(Location identification items)

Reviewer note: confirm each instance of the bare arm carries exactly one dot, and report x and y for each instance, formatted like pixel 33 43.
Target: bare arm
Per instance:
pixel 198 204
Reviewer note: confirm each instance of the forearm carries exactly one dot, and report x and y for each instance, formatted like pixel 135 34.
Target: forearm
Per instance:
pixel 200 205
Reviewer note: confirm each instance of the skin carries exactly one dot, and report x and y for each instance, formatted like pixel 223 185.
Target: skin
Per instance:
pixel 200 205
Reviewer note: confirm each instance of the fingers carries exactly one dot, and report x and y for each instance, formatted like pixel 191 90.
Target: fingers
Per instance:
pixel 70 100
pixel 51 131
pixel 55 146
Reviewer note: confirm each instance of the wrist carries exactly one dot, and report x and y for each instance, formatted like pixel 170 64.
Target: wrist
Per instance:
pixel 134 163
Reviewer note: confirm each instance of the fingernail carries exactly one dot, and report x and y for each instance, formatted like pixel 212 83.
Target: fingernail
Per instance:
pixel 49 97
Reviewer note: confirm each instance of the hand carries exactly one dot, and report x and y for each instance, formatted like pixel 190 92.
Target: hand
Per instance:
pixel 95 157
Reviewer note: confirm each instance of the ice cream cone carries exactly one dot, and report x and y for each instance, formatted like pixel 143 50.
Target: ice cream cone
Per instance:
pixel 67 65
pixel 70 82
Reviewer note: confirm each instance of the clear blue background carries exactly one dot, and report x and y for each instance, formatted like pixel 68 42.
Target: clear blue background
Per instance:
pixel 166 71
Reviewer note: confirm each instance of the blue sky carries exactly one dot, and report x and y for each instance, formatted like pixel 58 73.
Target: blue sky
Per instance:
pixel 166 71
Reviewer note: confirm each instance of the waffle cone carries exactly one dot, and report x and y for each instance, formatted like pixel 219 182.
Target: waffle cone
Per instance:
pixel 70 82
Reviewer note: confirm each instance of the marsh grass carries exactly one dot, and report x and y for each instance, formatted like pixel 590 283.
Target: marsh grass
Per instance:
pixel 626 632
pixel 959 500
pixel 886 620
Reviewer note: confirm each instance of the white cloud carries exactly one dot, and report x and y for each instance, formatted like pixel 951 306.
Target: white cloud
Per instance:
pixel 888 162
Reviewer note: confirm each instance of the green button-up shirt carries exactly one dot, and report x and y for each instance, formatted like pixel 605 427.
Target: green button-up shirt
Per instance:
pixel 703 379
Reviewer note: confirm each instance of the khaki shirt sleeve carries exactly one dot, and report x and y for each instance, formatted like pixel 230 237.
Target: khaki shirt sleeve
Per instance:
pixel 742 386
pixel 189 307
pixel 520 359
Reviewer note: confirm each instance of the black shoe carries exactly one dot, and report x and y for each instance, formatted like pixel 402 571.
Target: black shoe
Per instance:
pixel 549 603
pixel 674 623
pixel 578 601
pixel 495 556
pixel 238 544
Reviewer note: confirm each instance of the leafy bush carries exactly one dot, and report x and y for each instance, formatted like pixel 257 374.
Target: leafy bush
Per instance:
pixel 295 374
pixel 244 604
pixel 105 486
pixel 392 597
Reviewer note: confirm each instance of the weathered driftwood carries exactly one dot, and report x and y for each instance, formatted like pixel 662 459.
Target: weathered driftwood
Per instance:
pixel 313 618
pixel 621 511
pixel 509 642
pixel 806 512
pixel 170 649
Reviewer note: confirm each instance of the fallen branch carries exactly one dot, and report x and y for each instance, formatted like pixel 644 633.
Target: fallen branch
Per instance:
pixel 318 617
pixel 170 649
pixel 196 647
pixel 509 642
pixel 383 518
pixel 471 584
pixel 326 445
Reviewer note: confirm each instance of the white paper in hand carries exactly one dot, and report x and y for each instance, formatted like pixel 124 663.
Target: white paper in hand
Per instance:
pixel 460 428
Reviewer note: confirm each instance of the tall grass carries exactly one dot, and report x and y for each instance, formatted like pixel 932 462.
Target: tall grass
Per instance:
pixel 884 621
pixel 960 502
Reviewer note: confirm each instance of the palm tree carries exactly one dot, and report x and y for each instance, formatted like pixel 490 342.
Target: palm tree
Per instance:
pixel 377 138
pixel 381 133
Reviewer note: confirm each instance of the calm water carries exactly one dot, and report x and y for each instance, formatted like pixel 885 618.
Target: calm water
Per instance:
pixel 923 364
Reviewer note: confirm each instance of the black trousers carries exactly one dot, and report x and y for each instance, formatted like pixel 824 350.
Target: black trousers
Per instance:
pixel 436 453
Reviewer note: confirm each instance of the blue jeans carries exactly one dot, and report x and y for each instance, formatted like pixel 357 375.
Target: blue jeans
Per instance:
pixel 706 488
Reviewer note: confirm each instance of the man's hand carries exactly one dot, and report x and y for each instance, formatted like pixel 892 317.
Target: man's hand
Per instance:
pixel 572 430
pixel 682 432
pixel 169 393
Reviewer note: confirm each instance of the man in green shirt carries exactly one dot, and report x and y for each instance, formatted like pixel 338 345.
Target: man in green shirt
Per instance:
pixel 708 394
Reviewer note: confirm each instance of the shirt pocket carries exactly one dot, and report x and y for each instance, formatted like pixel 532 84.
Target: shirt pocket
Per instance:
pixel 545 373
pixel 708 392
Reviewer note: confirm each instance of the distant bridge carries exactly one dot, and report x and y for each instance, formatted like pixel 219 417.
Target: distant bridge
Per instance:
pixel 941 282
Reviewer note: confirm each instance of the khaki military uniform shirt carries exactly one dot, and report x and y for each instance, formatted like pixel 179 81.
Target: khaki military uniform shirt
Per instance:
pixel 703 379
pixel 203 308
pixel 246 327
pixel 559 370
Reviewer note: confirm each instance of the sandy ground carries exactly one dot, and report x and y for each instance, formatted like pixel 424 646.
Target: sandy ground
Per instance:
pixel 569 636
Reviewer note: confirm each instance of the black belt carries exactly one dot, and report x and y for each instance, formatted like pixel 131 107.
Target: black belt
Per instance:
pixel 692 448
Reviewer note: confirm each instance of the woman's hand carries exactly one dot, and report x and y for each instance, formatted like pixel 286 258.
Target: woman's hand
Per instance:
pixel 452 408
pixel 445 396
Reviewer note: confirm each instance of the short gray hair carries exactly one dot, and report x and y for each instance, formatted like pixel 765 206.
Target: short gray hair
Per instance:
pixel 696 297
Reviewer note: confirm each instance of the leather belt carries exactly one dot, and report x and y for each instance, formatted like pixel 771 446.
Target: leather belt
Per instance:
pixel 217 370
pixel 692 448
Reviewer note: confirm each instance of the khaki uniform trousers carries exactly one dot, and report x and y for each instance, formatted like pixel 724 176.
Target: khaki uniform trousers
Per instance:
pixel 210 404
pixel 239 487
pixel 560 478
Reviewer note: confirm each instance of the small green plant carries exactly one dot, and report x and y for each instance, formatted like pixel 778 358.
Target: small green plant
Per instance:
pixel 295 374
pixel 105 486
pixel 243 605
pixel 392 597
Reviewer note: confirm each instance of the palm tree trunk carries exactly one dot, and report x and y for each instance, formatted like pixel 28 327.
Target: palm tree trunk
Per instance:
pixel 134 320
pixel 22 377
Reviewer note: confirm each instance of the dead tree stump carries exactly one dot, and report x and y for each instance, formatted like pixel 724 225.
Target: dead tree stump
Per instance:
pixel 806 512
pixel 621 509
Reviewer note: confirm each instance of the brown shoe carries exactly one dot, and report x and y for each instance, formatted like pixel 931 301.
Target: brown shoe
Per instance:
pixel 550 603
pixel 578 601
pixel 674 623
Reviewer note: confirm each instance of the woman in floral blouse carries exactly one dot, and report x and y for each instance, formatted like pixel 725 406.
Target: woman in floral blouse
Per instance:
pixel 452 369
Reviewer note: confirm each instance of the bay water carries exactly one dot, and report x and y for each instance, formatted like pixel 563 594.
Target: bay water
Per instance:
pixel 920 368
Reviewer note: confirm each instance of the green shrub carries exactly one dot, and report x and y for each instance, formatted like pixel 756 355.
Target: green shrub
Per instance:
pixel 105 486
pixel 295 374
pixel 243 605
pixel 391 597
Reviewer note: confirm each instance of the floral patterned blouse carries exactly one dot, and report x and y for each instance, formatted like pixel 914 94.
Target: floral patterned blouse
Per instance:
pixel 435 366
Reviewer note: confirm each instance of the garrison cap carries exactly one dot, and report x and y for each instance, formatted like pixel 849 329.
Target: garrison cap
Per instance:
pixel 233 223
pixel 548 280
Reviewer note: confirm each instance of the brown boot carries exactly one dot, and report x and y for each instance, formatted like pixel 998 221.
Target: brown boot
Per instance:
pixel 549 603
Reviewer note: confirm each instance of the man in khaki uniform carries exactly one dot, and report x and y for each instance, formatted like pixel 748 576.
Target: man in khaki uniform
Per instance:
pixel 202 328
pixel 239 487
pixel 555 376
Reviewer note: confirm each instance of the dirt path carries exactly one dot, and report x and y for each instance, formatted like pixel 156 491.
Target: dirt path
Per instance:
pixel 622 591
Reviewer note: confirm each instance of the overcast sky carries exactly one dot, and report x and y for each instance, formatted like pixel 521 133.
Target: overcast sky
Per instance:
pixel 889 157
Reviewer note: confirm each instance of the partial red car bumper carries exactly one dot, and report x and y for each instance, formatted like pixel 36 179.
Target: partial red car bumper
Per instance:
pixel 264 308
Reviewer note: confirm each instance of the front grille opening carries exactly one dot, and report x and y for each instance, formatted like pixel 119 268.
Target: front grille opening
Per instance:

= Work to be completed =
Beginning at the line that contains "Reviewer note: confirm each instance of the green shrub", retype each line of the listing up to and including the last one, exactly as it stands, and nothing else.

= Output for this exercise =
Reviewer note: confirm each instance of the green shrub carries exactly one dot, and report x and y for each instance, formatted like pixel 756 355.
Target: green shrub
Per instance:
pixel 105 486
pixel 295 374
pixel 243 605
pixel 391 597
Reviewer note: confirm each instance of the floral patterned blouse carries exactly one dot, and report x and y for each instance, formatted like pixel 914 94.
Target: floral patterned blouse
Per instance:
pixel 435 366
Reviewer note: confirm each instance of the garrison cap carries exactly one dot, and report x and y for each instance, formatted like pixel 849 329.
Target: garrison cap
Per instance:
pixel 233 223
pixel 548 280
Reviewer note: confirm each instance of the brown boot carries exactly one dot, and report x and y for each instance, formatted like pixel 998 221.
Target: brown boot
Per instance:
pixel 549 603
Reviewer note: confirm each instance of the man in khaki uniform carries exactly one dot, and report x and y for each instance, formatted like pixel 748 576.
Target: man in khaki uniform
Per instance:
pixel 202 328
pixel 239 487
pixel 555 376
Reviewer note: confirm each instance of the dirt path carries exactly one dot, and report x and y for each instance, formatted like pixel 156 491.
Target: dirt path
Per instance:
pixel 622 591
Reviewer note: confirm each instance of the overcast sky carries exactly one dot, and report x and y for each instance, formatted like pixel 521 133.
Target: overcast sky
Per instance:
pixel 889 157
Reviewer note: confirm each instance of the partial red car bumper carries exactly one dot, and report x and y for each instance, formatted like pixel 36 179.
Target: partial red car bumper
Per instance:
pixel 264 308
Reviewer note: confirm each instance of the front grille opening carries exactly one dot, and report x and y for each instance, formatted like pixel 119 268.
Target: front grille opening
Per instance:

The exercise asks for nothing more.